R/ent_simpson.R
In divent: Entropy Partitioning to Measure Diversity

Documented in ent_simpson ent_simpson.numeric ent_simpson.species_distribution

#' Simpson's Entropy of a Community
#'
#' Estimate the entropy \insertCite{Simpson1949}{divent} of species from abundance
#' or probability data.
#' Several estimators are available to deal with incomplete sampling.
#'
#' Bias correction requires the number of individuals.
#' See [div_hill] for non-specific estimators.
#'
#' Simpson-specific estimator is from \insertCite{Lande1996;textual}{divent}.
#'
#' Entropy can be estimated at a specified level of interpolation or
#' extrapolation, either a chosen sample size or sample coverage
#' \insertCite{Chao2014}{divent}, rather than its asymptotic value.
#' See [accum_tsallis] for details.
#'
#' @inheritParams check_divent_args
#' @param x An object, that may be a numeric vector containing abundances or probabilities,
#' or an object of class [abundances] or [probabilities].
#' @param ... Unused.
#'
#' @returns A tibble with the site names, the estimators used and the estimated entropy.
#'
#' @references
#' \insertAllCited{}
#'
#' @examples
#' # Entropy of each community
#' ent_simpson(paracou_6_abd)
#' # gamma entropy
#' ent_simpson(paracou_6_abd, gamma = TRUE)
#'
#' # At 80% coverage
#' ent_simpson(paracou_6_abd, level = 0.8)
#'
#' @name ent_simpson
NULL


#' @rdname ent_simpson
#'
#' @export
ent_simpson <- function(x, ...) {
  UseMethod("ent_simpson")
}


#' @rdname ent_simpson
#'
#' @param estimator An estimator of entropy.
#'
#' @export
ent_simpson.numeric <- function(
    x,
    estimator = c("Lande",
                  "UnveilJ", "ChaoJost", "ChaoShen", "GenCov", "Grassberger",
                  "Marcon", "UnveilC", "UnveiliC", "ZhangGrabchak", "naive",
                  "Bonachela", "Holste"),
    level = NULL,
    probability_estimator = c("Chao2015", "Chao2013", "ChaoShen", "naive"),
    unveiling = c("geometric", "uniform", "none"),
    richness_estimator = c("jackknife", "iChao1", "Chao1", "naive"),
    jack_alpha  = 0.05,
    jack_max = 10,
    coverage_estimator = c("ZhangHuang", "Chao", "Turing", "Good"),
    as_numeric  = FALSE,
    ...,
    check_arguments = TRUE) {

  # Check arguments
  estimator <- match.arg(estimator)
  probability_estimator <- match.arg(probability_estimator)
  unveiling <- match.arg(unveiling)
  richness_estimator <- match.arg(richness_estimator)
  coverage_estimator <- match.arg(coverage_estimator)
  if (any(check_arguments)) {
    check_divent_args()
    if (any(x < 0)) {
      cli::cli_abort("Species probabilities or abundances must be positive.")
    }
  }

  # Entropy of a vector of probabilities ----
  if (abs(sum(x) - 1) < length(x) * .Machine$double.eps) {
    if (!is.null(level)) {
      cli::cli_abort(
        "Entropy can't be estimated at a level without the abundance of species."
      )
    }
    # Probabilities sum to 1, allowing rounding error
    the_entropy <- 1 - sum(x^2)

Set task: Rewrite the ent_simpson source between "# Check arguments" and "coverage_estimator <- match.arg(coverage_estimator)", inclusive, replacing "match.arg" with "rlang::arg_match" wherever it occurs. Rely only on the ent_simpson source above.

Recorded data:
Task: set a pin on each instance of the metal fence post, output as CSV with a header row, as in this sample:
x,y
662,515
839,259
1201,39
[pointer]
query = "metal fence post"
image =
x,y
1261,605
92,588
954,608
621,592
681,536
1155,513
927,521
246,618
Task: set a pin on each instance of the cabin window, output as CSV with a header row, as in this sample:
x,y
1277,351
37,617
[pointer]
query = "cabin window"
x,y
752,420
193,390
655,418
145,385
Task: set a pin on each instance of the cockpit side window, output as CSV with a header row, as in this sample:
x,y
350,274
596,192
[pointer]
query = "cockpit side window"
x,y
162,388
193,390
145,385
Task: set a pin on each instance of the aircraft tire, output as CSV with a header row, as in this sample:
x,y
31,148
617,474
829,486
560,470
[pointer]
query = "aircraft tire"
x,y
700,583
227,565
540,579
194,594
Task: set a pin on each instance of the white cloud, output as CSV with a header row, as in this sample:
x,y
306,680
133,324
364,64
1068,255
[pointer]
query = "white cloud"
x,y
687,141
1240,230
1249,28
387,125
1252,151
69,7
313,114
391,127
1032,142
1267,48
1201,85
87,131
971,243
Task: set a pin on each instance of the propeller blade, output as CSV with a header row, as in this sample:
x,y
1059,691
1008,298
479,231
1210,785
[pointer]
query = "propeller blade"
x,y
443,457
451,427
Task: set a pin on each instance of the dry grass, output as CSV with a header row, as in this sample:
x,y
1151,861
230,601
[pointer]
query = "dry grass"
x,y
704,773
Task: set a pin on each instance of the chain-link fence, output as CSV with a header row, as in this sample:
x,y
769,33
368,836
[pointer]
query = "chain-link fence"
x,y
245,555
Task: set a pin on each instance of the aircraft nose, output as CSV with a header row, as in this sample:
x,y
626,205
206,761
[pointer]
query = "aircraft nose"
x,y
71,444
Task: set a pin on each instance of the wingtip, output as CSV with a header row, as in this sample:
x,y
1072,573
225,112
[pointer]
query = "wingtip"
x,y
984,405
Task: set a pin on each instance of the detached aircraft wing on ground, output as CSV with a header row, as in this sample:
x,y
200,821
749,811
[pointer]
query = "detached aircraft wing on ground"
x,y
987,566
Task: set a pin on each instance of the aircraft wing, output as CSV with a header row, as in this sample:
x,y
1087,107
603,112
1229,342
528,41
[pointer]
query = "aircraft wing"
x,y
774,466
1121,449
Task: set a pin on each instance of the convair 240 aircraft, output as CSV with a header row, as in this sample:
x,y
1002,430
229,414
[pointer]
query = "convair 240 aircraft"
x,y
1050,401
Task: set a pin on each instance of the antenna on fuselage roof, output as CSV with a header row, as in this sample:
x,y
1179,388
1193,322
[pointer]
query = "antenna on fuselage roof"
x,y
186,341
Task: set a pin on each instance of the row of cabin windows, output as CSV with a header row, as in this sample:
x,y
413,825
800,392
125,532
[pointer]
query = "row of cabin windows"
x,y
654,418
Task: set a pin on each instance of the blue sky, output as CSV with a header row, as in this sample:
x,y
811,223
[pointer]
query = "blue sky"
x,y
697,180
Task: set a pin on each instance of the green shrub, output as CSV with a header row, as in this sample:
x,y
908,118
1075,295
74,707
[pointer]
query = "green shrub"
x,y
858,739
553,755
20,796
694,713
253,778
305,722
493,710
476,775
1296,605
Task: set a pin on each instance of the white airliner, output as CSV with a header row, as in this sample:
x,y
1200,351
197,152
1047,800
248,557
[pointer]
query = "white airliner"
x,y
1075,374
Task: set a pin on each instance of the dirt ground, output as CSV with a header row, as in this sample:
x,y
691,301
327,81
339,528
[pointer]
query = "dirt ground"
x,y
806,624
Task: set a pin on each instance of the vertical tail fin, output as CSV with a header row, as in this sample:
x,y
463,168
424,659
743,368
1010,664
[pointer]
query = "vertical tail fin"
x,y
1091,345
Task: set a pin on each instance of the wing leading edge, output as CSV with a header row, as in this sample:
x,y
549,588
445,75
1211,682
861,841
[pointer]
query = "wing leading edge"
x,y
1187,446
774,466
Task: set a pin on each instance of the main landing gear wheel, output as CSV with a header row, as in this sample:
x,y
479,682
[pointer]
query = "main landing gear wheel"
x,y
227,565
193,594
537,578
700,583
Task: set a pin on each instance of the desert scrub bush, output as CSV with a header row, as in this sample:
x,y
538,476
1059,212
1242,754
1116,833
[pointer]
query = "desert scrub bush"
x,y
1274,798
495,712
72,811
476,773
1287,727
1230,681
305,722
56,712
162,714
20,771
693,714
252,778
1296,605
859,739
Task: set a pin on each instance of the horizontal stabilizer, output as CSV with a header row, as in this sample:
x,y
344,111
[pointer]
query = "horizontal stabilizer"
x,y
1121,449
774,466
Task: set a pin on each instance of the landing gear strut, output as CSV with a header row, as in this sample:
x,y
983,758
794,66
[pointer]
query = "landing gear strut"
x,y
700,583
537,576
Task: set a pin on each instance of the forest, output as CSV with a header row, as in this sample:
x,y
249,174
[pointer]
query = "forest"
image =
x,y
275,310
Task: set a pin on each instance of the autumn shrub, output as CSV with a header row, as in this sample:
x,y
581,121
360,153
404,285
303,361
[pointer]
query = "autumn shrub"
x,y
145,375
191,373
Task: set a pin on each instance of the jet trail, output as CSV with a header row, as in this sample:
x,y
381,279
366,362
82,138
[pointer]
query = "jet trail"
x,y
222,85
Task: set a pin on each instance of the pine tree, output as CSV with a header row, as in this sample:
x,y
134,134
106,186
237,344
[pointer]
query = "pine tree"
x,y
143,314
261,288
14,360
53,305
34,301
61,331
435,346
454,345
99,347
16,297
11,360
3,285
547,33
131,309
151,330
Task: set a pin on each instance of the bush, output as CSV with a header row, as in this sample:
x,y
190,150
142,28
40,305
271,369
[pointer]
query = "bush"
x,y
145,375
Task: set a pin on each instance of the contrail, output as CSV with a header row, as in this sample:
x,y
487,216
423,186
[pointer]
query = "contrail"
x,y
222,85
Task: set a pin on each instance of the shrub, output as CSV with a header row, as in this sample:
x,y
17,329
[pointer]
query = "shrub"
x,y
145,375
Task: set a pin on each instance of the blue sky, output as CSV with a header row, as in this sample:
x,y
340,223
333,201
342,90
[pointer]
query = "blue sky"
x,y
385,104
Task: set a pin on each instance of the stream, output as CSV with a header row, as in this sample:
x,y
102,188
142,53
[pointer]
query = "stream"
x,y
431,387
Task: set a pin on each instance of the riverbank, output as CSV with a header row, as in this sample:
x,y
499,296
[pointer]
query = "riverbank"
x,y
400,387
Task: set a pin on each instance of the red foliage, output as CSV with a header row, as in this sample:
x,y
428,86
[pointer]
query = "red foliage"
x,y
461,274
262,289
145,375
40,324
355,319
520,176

Exercise answer:
# Check arguments
  estimator <- rlang::arg_match(estimator)
  probability_estimator <- rlang::arg_match(probability_estimator)
  unveiling <- rlang::arg_match(unveiling)
  richness_estimator <- rlang::arg_match(richness_estimator)
  coverage_estimator <- rlang::arg_match(coverage_estimator)